▶ _Document passage_

-- begin --

[Intel-gfx] [PATCH 15/18] drm/i915: Add a new "remapped" gtt_view

Ville Syrjälä ville.syrjala at linux.intel.com
Thu Jul 19 19:33:57 UTC 2018


On Thu, Jul 19, 2018 at 07:59:33PM +0100, Chris Wilson wrote:
> Quoting Ville Syrjala (2018-07-19 19:22:11)
> > +static struct scatterlist *
> > +remap_pages(const dma_addr_t *in, unsigned int offset,
> > +           unsigned int width, unsigned int height,
> > +           unsigned int stride,
> > +           struct sg_table *st, struct scatterlist *sg)
> > +{
> > +       unsigned int column, row;
> > +
> > +       for (row = 0; row < height; row++) {
> > +               for (column = 0; column < width; column++) {
> > +                       st->nents++;
> > +                       /* We don't need the pages, but need to initialize
> > +                        * the entries so the sg list can be happily traversed.
> > +                        * The only thing we need are DMA addresses.
> > +                        */
> > +                       sg_set_page(sg, NULL, PAGE_SIZE, 0);
> > +                       sg_dma_address(sg) = in[offset + column];
> > +                       sg_dma_len(sg) = PAGE_SIZE;
> > +                       sg = sg_next(sg);
> 
> Ok. But should be I915_GTT_PAGE_SIZE?

I suppose. And now I wonder what would happen on gen2 with its
2KiB gtt pages. Probably nothing good.

> 
> And yes, following that argument looks like rotation should be converted.
> 
> > +               }
> > +               offset += stride;
> > +       }
> > +
> > +       return sg;
> > +}
> > +
> > +static noinline struct sg_table *
> > +intel_remap_pages(struct intel_remapped_info *rem_info,
> > +                 struct drm_i915_gem_object *obj)
> > +{
> > +       const unsigned long n_pages = obj->base.size / PAGE_SIZE;
> > +       unsigned int size = intel_remapped_info_size(rem_info);
> > +       struct sgt_iter sgt_iter;
> > +       dma_addr_t dma_addr;
> > +       unsigned long i;
> > +       dma_addr_t *page_addr_list;
> > +       struct sg_table *st;
> > +       struct scatterlist *sg;
> > +       int ret = -ENOMEM;
> > +
> > +       /* Allocate a temporary list of source pages for random access. */
> > +       page_addr_list = kvmalloc_array(n_pages,
> > +                                       sizeof(dma_addr_t),
> > +                                       GFP_KERNEL);
> > +       if (!page_addr_list)

-- end --

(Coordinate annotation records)
-- begin --

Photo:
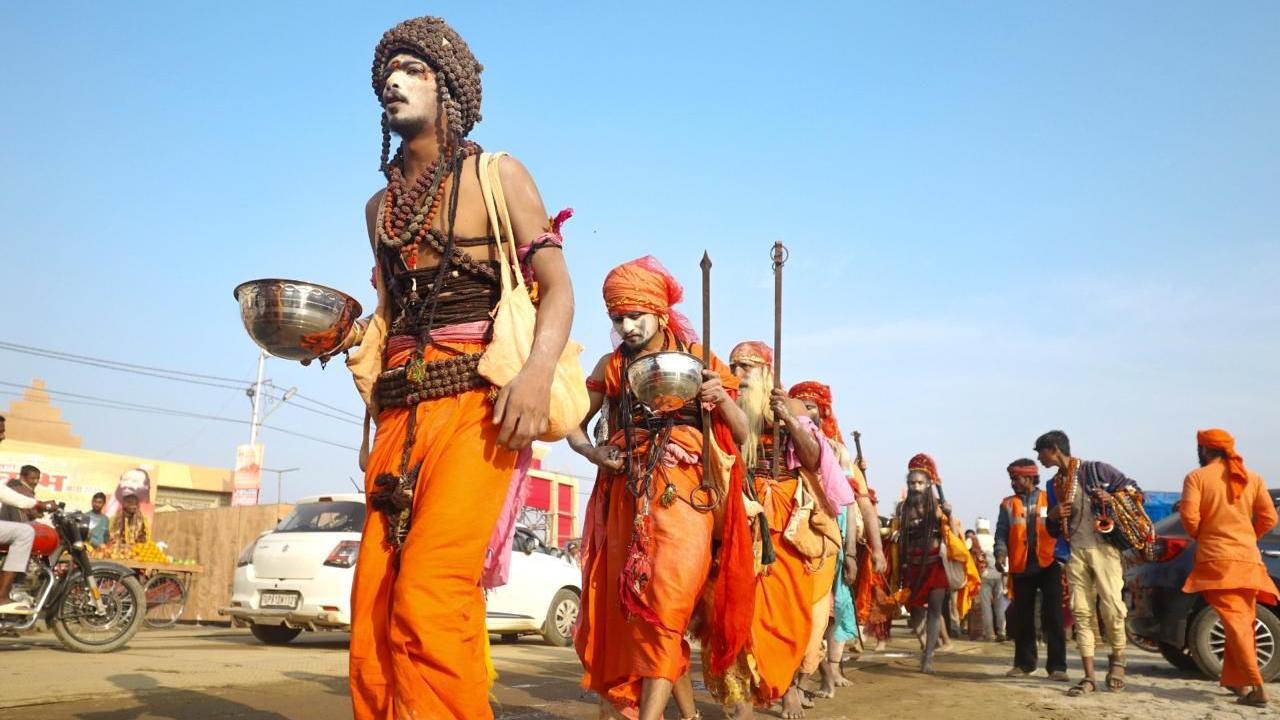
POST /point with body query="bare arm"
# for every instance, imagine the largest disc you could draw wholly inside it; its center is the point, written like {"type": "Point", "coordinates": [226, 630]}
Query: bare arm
{"type": "Point", "coordinates": [577, 438]}
{"type": "Point", "coordinates": [1264, 513]}
{"type": "Point", "coordinates": [808, 450]}
{"type": "Point", "coordinates": [522, 406]}
{"type": "Point", "coordinates": [1189, 505]}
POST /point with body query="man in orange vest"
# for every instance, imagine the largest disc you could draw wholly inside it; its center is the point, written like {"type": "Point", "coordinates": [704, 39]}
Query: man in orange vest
{"type": "Point", "coordinates": [1226, 509]}
{"type": "Point", "coordinates": [1024, 546]}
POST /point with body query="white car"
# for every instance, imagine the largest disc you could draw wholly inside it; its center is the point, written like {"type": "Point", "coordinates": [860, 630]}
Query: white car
{"type": "Point", "coordinates": [298, 578]}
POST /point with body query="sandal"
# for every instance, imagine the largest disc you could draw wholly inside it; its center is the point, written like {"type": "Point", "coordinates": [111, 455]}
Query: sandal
{"type": "Point", "coordinates": [1115, 683]}
{"type": "Point", "coordinates": [1079, 688]}
{"type": "Point", "coordinates": [1253, 700]}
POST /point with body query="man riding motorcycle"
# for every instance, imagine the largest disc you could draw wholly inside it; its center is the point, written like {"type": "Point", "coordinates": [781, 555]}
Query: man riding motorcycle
{"type": "Point", "coordinates": [18, 537]}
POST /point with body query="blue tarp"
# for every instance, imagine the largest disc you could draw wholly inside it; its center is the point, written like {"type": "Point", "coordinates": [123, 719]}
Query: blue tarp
{"type": "Point", "coordinates": [1160, 505]}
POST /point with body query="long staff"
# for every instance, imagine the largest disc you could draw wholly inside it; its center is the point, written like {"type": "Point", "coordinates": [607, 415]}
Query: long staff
{"type": "Point", "coordinates": [780, 258]}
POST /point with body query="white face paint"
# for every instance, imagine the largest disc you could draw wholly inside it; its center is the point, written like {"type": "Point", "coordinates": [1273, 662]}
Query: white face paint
{"type": "Point", "coordinates": [635, 328]}
{"type": "Point", "coordinates": [810, 408]}
{"type": "Point", "coordinates": [410, 95]}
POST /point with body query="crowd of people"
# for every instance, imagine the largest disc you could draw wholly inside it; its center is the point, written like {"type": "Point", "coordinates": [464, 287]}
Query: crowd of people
{"type": "Point", "coordinates": [737, 520]}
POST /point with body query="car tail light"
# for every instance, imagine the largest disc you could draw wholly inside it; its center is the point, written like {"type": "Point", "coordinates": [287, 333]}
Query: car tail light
{"type": "Point", "coordinates": [1168, 548]}
{"type": "Point", "coordinates": [343, 554]}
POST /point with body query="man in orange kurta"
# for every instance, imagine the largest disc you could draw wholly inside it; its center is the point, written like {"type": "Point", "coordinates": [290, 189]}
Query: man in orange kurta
{"type": "Point", "coordinates": [1226, 509]}
{"type": "Point", "coordinates": [647, 548]}
{"type": "Point", "coordinates": [448, 443]}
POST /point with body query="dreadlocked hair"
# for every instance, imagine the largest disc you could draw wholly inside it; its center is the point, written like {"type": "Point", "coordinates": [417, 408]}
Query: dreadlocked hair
{"type": "Point", "coordinates": [457, 72]}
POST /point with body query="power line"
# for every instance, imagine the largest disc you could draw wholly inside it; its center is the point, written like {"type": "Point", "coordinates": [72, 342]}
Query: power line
{"type": "Point", "coordinates": [110, 365]}
{"type": "Point", "coordinates": [76, 399]}
{"type": "Point", "coordinates": [72, 355]}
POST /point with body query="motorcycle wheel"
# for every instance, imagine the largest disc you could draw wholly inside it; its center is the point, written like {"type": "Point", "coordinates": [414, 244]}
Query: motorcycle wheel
{"type": "Point", "coordinates": [82, 628]}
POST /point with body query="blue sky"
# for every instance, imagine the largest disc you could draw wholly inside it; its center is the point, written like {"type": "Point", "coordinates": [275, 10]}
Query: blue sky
{"type": "Point", "coordinates": [1002, 218]}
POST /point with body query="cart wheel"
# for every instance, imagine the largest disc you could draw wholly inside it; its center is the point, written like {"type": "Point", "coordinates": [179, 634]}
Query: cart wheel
{"type": "Point", "coordinates": [167, 598]}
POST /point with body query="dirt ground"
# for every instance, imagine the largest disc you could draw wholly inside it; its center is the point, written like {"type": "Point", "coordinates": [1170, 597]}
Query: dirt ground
{"type": "Point", "coordinates": [219, 673]}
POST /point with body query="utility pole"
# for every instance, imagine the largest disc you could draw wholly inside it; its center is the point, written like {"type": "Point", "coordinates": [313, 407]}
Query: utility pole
{"type": "Point", "coordinates": [256, 396]}
{"type": "Point", "coordinates": [255, 393]}
{"type": "Point", "coordinates": [279, 483]}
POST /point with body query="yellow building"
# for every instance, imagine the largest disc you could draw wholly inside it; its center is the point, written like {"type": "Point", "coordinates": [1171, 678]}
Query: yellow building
{"type": "Point", "coordinates": [36, 434]}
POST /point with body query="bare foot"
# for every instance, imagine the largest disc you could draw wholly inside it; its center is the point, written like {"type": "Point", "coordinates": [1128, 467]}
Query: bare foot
{"type": "Point", "coordinates": [837, 677]}
{"type": "Point", "coordinates": [792, 703]}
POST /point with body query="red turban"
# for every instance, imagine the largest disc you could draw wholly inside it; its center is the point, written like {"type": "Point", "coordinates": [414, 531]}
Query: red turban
{"type": "Point", "coordinates": [1235, 473]}
{"type": "Point", "coordinates": [1023, 470]}
{"type": "Point", "coordinates": [821, 395]}
{"type": "Point", "coordinates": [644, 286]}
{"type": "Point", "coordinates": [926, 465]}
{"type": "Point", "coordinates": [752, 352]}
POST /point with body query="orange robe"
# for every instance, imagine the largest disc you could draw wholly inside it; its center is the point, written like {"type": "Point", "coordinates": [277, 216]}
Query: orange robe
{"type": "Point", "coordinates": [1229, 569]}
{"type": "Point", "coordinates": [617, 652]}
{"type": "Point", "coordinates": [784, 597]}
{"type": "Point", "coordinates": [417, 637]}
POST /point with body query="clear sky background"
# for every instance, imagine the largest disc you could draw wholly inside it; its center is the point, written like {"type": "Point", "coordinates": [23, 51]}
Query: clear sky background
{"type": "Point", "coordinates": [1002, 217]}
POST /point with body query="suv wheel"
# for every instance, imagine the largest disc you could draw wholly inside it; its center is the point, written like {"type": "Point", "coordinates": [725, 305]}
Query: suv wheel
{"type": "Point", "coordinates": [274, 634]}
{"type": "Point", "coordinates": [561, 619]}
{"type": "Point", "coordinates": [1207, 642]}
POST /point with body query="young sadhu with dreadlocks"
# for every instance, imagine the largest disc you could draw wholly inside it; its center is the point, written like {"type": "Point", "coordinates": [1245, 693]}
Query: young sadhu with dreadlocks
{"type": "Point", "coordinates": [448, 443]}
{"type": "Point", "coordinates": [1095, 569]}
{"type": "Point", "coordinates": [652, 518]}
{"type": "Point", "coordinates": [920, 536]}
{"type": "Point", "coordinates": [836, 611]}
{"type": "Point", "coordinates": [769, 669]}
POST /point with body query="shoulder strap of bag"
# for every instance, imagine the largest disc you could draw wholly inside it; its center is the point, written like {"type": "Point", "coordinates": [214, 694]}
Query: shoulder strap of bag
{"type": "Point", "coordinates": [499, 219]}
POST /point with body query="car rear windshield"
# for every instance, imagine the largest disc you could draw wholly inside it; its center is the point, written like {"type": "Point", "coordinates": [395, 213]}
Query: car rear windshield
{"type": "Point", "coordinates": [324, 518]}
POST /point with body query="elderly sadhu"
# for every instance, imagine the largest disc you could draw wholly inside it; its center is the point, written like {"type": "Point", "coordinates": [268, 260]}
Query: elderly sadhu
{"type": "Point", "coordinates": [786, 589]}
{"type": "Point", "coordinates": [649, 527]}
{"type": "Point", "coordinates": [837, 613]}
{"type": "Point", "coordinates": [448, 443]}
{"type": "Point", "coordinates": [1226, 507]}
{"type": "Point", "coordinates": [924, 543]}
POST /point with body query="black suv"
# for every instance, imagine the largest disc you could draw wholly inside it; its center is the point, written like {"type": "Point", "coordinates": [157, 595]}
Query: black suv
{"type": "Point", "coordinates": [1185, 630]}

-- end --

▶ _Goal 1_
Reproduce the patch discussion word for word, covering everything from "Ville Syrjälä ville.syrjala" down to "Syrjala (2018-07-19 19:22:11)".
▶ _Goal 2_
Give only the number of entry lines that contain the string "sandal", with case counting.
The patch discussion and the entries come from unrelated sources.

▶ _Worked answer 1_
Ville Syrjälä ville.syrjala at linux.intel.com
Thu Jul 19 19:33:57 UTC 2018


On Thu, Jul 19, 2018 at 07:59:33PM +0100, Chris Wilson wrote:
> Quoting Ville Syrjala (2018-07-19 19:22:11)

▶ _Worked answer 2_
2